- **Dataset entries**

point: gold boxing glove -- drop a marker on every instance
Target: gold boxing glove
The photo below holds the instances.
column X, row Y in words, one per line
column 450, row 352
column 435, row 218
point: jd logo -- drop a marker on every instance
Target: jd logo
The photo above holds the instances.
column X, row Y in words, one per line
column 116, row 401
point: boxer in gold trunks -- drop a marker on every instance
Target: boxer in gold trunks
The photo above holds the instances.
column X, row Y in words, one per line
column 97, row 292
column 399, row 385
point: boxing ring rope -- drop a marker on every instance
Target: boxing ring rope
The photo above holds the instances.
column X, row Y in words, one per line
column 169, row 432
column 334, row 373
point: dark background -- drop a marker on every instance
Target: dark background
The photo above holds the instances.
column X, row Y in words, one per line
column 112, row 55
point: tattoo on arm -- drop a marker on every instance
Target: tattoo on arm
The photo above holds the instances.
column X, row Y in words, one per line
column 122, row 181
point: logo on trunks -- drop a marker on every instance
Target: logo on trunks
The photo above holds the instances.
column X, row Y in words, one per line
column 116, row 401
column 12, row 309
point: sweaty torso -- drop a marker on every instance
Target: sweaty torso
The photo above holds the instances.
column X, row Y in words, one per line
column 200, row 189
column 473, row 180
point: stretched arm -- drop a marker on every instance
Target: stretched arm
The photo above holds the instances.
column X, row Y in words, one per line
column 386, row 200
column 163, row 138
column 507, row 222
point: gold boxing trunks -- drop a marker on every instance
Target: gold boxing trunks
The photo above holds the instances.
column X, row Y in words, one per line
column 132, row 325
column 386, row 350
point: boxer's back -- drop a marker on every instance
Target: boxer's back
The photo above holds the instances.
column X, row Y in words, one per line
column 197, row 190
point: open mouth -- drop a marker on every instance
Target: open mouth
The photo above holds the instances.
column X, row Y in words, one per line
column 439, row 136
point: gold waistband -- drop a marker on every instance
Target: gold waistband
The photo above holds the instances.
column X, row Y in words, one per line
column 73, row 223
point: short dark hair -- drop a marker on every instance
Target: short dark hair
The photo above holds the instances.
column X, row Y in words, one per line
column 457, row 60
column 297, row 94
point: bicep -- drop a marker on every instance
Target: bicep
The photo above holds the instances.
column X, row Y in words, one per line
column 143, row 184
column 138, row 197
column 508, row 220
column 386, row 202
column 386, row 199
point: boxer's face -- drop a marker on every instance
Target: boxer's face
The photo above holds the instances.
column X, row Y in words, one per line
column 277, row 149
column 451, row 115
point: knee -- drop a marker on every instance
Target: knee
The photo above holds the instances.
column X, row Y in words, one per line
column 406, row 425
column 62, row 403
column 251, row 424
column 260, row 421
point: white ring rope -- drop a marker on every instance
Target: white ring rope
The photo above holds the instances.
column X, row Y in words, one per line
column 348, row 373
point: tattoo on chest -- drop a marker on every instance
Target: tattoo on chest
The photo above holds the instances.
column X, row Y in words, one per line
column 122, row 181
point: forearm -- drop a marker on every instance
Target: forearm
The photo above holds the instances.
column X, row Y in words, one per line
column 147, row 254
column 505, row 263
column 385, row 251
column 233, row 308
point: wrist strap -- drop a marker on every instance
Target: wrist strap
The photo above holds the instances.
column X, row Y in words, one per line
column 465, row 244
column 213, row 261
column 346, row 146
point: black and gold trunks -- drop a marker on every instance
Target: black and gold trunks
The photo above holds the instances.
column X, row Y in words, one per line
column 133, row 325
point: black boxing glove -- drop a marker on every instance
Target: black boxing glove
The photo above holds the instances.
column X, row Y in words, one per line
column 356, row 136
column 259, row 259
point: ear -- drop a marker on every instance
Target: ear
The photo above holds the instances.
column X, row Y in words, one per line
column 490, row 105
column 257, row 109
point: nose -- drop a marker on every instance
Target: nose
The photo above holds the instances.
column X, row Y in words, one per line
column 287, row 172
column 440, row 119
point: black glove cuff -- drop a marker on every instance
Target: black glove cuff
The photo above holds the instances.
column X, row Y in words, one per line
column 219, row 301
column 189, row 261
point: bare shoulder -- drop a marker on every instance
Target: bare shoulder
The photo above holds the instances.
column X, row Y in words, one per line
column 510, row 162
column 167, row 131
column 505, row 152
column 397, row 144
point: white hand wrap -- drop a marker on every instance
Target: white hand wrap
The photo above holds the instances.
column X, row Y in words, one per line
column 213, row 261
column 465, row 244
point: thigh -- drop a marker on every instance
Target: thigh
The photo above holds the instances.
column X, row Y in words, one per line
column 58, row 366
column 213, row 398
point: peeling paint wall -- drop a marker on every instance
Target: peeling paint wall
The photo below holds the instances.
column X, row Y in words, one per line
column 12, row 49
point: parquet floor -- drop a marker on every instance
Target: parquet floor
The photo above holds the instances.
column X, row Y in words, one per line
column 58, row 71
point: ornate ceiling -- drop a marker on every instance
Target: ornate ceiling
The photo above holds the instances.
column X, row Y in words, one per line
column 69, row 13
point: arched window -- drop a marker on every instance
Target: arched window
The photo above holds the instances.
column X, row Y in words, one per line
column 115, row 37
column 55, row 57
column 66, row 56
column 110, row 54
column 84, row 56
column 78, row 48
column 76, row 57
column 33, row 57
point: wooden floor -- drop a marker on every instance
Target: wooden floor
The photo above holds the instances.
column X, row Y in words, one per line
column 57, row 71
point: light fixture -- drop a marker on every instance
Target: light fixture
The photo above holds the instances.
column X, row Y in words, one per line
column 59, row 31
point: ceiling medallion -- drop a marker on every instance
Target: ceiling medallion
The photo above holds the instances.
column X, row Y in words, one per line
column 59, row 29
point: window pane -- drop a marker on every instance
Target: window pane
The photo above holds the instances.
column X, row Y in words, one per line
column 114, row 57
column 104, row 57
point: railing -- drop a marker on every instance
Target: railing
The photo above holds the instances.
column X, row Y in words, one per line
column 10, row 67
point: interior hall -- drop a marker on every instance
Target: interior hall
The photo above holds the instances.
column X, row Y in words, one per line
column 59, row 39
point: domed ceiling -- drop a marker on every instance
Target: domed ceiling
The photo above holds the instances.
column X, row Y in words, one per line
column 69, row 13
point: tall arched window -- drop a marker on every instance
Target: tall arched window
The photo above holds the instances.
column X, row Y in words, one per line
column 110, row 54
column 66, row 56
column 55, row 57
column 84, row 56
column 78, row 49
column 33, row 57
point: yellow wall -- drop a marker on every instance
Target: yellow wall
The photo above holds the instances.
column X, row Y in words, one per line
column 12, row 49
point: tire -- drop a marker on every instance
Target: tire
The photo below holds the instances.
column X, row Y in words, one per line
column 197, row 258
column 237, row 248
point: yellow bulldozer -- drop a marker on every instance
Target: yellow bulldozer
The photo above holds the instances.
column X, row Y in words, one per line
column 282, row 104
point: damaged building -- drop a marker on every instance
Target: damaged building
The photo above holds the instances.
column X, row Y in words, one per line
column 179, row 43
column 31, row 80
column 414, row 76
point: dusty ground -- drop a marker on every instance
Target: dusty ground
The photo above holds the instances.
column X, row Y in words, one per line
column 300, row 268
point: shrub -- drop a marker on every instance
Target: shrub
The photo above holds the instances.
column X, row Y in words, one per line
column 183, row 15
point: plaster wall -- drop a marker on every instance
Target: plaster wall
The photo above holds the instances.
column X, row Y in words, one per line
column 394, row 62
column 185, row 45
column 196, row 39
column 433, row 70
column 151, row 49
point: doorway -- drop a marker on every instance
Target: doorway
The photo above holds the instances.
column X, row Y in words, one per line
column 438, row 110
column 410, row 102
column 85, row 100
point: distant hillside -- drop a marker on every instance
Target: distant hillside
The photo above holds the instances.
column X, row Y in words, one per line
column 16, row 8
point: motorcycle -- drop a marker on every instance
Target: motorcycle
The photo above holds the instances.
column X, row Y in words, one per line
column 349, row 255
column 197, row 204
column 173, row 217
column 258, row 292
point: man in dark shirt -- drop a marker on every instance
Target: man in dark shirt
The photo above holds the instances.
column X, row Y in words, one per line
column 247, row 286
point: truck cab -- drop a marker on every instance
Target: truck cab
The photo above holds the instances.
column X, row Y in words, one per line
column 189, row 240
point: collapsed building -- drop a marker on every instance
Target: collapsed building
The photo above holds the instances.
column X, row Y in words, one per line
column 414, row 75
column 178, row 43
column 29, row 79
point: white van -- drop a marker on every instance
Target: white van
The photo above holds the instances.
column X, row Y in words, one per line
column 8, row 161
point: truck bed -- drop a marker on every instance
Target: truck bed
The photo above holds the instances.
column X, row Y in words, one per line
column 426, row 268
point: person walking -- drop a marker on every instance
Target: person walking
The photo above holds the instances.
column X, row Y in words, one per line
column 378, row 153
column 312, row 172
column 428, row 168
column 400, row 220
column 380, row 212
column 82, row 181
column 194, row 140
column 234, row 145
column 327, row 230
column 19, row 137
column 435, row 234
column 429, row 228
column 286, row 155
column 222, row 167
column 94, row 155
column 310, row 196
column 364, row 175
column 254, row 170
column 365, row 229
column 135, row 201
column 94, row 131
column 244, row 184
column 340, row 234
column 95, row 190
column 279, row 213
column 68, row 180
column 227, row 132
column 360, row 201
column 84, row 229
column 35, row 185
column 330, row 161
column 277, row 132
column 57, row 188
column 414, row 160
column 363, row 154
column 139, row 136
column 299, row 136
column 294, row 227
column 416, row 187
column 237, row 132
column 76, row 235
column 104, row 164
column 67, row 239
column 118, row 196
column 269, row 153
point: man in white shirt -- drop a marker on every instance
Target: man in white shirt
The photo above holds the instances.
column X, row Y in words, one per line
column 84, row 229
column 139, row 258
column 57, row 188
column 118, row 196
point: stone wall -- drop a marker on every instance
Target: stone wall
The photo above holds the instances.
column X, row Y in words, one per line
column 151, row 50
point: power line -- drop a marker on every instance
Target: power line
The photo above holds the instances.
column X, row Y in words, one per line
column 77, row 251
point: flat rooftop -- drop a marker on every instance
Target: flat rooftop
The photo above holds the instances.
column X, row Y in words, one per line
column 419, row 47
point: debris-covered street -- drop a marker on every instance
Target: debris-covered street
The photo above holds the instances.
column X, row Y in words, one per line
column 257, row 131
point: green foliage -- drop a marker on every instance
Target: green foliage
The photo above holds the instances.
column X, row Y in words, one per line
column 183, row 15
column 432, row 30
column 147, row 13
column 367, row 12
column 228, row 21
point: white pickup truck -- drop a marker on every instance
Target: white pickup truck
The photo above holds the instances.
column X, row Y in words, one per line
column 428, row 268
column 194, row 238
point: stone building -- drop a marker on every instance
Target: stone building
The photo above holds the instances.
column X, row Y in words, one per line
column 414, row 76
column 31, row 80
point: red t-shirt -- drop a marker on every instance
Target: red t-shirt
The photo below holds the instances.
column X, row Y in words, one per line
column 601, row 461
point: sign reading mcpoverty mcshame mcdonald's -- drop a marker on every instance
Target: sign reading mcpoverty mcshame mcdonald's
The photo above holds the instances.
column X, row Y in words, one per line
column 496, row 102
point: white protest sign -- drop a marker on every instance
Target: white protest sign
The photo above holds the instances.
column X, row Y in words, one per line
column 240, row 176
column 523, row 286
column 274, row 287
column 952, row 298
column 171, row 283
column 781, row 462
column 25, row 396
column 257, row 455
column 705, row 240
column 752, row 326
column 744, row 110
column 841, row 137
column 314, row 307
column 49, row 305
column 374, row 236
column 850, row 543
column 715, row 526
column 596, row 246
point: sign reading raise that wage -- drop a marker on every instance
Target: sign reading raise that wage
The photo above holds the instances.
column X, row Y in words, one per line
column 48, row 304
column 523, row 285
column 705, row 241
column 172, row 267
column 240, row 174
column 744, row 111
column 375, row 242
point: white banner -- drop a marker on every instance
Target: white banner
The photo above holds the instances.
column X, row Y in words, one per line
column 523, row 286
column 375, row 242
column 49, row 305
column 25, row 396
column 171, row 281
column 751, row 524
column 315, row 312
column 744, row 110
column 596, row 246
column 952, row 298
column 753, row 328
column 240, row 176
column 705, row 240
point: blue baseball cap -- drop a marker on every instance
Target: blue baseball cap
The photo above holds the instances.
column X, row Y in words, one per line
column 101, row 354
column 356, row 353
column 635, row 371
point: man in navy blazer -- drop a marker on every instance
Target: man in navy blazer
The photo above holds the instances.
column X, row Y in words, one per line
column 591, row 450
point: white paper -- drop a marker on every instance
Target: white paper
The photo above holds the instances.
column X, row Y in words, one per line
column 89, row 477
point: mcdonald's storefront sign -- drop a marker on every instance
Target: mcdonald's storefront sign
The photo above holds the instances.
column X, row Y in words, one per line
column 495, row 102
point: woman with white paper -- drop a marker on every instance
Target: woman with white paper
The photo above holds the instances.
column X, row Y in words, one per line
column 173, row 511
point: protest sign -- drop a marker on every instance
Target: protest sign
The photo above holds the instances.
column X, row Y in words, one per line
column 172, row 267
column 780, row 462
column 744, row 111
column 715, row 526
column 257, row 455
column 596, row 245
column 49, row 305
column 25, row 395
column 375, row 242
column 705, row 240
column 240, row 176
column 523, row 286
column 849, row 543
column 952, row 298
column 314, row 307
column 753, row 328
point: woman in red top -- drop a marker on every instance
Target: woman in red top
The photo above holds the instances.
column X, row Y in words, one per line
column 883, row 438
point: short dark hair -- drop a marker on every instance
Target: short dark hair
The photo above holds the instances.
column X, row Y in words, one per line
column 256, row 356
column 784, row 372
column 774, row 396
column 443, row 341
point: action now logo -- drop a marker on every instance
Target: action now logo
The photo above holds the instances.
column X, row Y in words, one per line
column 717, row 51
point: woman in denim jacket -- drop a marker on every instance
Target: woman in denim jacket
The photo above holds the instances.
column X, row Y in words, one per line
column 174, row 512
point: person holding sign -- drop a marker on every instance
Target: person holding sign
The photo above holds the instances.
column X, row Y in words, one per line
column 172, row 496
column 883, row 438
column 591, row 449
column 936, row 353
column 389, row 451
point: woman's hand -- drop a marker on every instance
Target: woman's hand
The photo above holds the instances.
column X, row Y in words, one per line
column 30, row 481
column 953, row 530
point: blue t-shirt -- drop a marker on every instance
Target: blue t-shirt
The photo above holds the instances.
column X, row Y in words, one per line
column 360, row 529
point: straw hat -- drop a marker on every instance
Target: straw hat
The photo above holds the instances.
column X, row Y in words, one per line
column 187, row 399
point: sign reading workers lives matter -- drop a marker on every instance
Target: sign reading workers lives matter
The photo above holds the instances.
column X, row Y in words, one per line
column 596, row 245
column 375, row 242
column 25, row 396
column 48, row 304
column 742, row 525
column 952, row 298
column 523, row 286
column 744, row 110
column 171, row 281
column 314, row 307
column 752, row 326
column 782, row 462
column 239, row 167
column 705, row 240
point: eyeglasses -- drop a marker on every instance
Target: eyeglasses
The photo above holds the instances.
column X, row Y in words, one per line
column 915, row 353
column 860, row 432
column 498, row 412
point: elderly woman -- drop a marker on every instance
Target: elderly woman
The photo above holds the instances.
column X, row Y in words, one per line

- **Your task**
Nothing but a number is wanted here: please count the lines in the entries above that include the word "holding".

- **Your response**
2